*Provided material*.
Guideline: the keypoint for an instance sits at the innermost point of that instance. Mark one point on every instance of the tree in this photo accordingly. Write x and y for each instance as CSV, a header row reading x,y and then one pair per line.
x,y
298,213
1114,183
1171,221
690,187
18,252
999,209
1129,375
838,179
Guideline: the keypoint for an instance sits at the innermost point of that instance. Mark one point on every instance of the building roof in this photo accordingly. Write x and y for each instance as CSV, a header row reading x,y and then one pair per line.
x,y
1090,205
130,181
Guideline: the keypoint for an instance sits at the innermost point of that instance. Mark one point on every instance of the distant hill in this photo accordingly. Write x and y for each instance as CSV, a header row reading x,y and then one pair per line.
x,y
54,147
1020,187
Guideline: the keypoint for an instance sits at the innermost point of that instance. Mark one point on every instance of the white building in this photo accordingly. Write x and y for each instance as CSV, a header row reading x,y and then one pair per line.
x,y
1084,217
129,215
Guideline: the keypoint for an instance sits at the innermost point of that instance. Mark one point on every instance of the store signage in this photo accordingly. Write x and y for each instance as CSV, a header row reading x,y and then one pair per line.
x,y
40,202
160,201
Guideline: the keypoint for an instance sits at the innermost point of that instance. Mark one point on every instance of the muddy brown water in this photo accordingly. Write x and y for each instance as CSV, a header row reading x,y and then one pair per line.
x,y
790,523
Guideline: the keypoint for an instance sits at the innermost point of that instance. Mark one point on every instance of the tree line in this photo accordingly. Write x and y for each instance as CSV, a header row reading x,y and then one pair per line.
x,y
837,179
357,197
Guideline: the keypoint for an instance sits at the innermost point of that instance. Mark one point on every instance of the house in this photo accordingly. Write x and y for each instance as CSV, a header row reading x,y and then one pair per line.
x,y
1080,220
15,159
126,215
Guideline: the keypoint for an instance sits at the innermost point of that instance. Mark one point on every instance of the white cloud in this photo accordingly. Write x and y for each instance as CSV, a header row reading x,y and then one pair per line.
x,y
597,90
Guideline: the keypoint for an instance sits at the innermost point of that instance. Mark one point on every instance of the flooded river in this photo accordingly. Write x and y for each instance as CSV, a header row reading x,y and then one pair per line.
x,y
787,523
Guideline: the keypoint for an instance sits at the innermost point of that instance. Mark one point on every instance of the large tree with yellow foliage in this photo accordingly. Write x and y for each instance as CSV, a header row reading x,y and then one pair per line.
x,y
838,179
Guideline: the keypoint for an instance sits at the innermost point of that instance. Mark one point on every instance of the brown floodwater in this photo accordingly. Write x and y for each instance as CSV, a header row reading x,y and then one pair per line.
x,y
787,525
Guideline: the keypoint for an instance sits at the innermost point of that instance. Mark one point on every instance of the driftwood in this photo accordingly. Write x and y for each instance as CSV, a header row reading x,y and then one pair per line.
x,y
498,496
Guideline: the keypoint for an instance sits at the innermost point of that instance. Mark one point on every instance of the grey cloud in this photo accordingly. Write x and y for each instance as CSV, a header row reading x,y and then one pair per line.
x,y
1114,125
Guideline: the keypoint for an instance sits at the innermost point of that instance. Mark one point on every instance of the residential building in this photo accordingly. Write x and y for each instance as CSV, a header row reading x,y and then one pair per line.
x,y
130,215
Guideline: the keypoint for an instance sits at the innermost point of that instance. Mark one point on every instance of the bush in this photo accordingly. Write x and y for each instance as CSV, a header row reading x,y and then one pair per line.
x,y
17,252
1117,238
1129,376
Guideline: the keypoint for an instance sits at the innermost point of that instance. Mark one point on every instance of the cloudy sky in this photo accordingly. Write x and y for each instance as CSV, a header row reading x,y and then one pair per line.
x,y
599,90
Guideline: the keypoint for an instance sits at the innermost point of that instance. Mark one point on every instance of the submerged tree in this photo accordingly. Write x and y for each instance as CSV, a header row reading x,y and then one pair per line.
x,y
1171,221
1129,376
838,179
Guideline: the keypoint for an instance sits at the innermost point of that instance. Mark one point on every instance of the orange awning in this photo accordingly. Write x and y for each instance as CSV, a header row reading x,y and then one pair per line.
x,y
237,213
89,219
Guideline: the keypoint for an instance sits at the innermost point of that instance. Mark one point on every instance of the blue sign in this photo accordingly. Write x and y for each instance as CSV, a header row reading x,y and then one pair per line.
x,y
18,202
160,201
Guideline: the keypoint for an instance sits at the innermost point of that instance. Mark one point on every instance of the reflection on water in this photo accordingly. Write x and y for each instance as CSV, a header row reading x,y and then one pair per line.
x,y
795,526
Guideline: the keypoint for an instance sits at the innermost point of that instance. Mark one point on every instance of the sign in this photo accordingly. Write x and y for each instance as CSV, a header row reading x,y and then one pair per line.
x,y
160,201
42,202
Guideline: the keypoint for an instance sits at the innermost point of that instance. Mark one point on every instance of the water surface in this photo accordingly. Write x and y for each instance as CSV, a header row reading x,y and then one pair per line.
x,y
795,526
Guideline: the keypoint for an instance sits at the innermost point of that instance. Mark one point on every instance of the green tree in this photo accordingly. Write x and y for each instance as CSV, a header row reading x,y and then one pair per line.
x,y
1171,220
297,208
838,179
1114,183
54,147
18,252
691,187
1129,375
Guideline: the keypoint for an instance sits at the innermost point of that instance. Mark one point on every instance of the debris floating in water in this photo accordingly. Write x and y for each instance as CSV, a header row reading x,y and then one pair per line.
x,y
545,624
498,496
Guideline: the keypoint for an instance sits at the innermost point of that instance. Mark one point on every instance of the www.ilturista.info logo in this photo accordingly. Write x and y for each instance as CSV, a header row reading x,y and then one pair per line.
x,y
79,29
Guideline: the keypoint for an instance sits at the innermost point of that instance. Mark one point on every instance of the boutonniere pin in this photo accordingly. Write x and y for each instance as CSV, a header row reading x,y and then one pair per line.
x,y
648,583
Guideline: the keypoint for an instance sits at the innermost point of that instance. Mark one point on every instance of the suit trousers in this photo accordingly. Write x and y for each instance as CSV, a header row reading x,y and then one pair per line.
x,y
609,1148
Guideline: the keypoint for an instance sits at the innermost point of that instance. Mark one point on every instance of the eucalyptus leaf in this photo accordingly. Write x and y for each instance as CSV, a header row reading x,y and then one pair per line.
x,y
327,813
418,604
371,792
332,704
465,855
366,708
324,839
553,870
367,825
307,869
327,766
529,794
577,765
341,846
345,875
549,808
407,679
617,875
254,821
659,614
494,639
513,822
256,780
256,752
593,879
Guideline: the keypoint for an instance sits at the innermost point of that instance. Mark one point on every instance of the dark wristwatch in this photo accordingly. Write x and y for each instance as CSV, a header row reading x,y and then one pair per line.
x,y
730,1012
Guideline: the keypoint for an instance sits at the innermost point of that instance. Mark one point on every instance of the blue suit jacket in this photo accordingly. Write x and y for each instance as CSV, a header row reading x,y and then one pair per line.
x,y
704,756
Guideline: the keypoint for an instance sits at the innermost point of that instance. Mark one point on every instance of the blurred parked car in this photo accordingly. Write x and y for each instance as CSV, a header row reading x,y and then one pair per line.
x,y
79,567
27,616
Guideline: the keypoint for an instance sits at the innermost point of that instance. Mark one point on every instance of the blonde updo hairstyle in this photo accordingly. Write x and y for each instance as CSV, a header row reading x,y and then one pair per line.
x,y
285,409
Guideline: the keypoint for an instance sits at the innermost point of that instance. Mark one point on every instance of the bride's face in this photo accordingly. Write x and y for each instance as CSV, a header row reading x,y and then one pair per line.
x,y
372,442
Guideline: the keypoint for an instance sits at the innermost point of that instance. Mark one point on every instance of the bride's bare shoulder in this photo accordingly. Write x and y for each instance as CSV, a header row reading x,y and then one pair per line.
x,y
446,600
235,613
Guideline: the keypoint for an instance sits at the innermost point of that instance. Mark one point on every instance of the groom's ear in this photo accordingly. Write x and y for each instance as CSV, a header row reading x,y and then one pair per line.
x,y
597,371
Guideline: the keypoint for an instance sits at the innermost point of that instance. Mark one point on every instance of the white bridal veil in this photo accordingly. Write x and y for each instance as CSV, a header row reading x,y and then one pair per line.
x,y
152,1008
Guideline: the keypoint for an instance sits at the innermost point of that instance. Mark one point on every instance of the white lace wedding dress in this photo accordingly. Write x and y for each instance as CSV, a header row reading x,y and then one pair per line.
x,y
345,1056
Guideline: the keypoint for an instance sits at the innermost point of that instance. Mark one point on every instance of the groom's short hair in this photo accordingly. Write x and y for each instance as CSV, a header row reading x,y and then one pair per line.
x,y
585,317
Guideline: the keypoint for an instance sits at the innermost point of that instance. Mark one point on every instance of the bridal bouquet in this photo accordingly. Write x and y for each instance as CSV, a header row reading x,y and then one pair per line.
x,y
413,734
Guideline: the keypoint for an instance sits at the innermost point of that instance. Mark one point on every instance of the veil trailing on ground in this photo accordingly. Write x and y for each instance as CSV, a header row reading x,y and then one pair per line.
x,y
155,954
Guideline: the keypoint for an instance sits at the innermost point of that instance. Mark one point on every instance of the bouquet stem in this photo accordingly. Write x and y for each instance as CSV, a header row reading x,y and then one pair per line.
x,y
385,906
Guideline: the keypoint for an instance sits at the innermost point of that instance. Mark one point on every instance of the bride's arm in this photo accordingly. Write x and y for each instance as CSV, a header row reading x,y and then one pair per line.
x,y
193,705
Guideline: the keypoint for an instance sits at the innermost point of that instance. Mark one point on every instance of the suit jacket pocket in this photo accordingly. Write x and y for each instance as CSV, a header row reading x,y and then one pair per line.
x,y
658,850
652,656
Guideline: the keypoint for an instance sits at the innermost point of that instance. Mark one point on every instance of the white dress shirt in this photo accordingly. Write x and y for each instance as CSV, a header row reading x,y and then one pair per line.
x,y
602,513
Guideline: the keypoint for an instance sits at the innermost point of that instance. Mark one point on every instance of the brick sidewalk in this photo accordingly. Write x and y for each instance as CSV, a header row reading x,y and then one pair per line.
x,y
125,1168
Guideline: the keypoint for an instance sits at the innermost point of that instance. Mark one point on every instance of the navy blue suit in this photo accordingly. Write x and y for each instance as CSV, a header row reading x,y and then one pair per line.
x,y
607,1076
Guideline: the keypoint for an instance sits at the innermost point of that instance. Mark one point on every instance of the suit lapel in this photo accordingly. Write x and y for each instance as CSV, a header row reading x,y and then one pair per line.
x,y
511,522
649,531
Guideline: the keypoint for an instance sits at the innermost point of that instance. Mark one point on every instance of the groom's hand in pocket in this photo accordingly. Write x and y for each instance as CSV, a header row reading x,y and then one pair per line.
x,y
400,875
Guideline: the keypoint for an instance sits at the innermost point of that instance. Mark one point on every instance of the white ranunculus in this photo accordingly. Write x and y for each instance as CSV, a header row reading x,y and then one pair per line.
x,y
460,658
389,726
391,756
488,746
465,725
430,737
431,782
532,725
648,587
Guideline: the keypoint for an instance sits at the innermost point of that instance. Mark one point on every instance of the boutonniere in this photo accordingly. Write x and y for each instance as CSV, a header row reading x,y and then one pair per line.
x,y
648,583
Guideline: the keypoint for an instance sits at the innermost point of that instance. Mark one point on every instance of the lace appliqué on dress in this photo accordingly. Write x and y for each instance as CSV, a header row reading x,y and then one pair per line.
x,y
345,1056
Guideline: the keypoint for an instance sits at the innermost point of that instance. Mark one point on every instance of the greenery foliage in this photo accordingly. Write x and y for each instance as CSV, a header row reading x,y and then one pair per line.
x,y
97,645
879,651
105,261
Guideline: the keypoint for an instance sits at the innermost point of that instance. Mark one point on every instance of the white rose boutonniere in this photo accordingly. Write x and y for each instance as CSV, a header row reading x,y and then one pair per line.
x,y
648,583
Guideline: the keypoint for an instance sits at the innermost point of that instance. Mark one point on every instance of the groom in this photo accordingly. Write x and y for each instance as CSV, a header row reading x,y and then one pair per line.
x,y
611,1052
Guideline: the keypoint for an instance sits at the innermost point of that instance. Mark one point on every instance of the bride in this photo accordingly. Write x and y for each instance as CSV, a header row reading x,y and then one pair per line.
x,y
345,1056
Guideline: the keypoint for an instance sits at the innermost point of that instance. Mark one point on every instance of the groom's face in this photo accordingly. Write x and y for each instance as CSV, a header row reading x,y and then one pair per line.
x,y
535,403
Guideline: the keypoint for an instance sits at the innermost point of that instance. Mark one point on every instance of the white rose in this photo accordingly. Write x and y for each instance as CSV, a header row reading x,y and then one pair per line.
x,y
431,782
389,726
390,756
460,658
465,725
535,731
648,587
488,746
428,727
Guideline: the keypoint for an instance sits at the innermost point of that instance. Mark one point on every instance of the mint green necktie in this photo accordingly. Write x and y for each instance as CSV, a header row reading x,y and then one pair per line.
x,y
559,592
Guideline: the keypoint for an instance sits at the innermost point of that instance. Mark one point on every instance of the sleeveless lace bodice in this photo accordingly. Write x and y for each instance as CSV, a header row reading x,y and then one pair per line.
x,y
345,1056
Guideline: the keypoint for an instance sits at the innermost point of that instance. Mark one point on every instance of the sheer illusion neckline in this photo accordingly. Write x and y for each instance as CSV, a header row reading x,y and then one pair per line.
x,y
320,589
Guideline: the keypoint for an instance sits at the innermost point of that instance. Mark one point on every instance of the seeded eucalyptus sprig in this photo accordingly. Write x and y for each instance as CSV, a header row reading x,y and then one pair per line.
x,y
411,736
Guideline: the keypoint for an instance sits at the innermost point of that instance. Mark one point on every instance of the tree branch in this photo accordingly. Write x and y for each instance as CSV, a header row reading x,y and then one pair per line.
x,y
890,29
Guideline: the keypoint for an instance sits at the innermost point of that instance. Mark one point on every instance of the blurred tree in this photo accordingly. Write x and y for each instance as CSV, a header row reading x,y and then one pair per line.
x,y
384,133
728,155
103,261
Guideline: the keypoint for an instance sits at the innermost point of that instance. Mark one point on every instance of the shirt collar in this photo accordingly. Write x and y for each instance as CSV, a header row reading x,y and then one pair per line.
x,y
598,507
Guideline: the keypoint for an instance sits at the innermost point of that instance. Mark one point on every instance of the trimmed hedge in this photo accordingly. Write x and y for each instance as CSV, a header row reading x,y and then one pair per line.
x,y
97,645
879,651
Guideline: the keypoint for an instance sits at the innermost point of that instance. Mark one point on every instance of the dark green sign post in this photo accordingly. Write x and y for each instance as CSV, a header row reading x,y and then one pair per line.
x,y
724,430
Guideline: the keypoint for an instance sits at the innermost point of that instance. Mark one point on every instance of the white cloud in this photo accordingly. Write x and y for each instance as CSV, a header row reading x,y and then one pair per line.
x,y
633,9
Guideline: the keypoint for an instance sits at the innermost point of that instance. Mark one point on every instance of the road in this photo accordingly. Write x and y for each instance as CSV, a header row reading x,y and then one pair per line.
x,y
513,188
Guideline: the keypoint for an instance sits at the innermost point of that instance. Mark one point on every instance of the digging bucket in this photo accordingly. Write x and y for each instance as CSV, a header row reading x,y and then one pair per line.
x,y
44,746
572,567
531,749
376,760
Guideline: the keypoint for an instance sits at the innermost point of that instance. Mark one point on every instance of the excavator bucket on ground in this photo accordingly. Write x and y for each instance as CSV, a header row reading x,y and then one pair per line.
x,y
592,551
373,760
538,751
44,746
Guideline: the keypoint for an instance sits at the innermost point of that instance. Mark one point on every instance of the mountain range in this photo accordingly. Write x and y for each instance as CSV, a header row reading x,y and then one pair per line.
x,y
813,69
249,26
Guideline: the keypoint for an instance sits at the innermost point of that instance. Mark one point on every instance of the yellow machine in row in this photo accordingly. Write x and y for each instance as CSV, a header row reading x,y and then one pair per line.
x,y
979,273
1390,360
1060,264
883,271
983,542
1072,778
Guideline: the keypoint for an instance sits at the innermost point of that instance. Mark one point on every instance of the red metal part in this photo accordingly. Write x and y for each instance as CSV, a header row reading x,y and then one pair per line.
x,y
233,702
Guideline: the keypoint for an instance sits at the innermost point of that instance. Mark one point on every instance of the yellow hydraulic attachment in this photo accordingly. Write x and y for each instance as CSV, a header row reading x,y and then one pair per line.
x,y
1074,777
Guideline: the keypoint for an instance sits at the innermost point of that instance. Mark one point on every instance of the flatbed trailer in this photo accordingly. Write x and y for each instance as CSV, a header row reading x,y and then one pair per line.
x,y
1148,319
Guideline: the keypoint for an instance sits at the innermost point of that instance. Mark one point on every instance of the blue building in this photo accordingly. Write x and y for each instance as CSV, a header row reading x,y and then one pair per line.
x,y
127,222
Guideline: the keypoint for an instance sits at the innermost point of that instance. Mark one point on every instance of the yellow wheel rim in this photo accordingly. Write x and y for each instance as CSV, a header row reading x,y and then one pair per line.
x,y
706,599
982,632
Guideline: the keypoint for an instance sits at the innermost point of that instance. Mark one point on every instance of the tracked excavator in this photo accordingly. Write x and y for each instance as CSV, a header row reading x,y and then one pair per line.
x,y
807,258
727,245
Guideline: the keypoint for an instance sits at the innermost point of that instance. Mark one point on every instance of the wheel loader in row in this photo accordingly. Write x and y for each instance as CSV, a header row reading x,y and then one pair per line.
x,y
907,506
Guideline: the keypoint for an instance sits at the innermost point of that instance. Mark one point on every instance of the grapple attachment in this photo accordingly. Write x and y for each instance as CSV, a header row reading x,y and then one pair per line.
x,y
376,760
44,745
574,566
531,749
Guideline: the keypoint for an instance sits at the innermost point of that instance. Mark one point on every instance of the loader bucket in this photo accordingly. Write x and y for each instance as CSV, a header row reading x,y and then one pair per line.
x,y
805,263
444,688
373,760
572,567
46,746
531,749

*Your instructions*.
Reproduce the listing above exactly from the line containing "of the tracked" through its last line, with both of those lines included.

*Result for this exercise*.
Guideline: the keypoint for an instance sits at the innermost point of that instance. Mark one point on every instance of the tracked excavator in this photo accordingly. Write x and y for each instance as CSV, a header row reading x,y and then one pair per line.
x,y
807,258
727,245
Guideline: the keypoint for an instance sits at the innermost point of that instance. Mark one point on every instance of the wheel loader in row in this photo accordingly. Write x and y for each instance as CSV, a header row reading x,y and then one pair per line.
x,y
907,506
Guideline: the keypoint for an instance sits at the innermost point of that instance. Mark one point on every instance of the grapple attachment in this photo accordingly. Write x and y for each instance as CSV, a header row reading x,y and then one pair per line.
x,y
376,760
44,745
574,566
531,749
Guideline: the keypoint for an instance sits at the innermost point of that instance. Mark one point on every instance of the loader bucket in this photo accordingly. Write x and y for each instance as CSV, a header row reading x,y and then one pair per line.
x,y
805,263
444,688
373,760
572,567
46,746
531,749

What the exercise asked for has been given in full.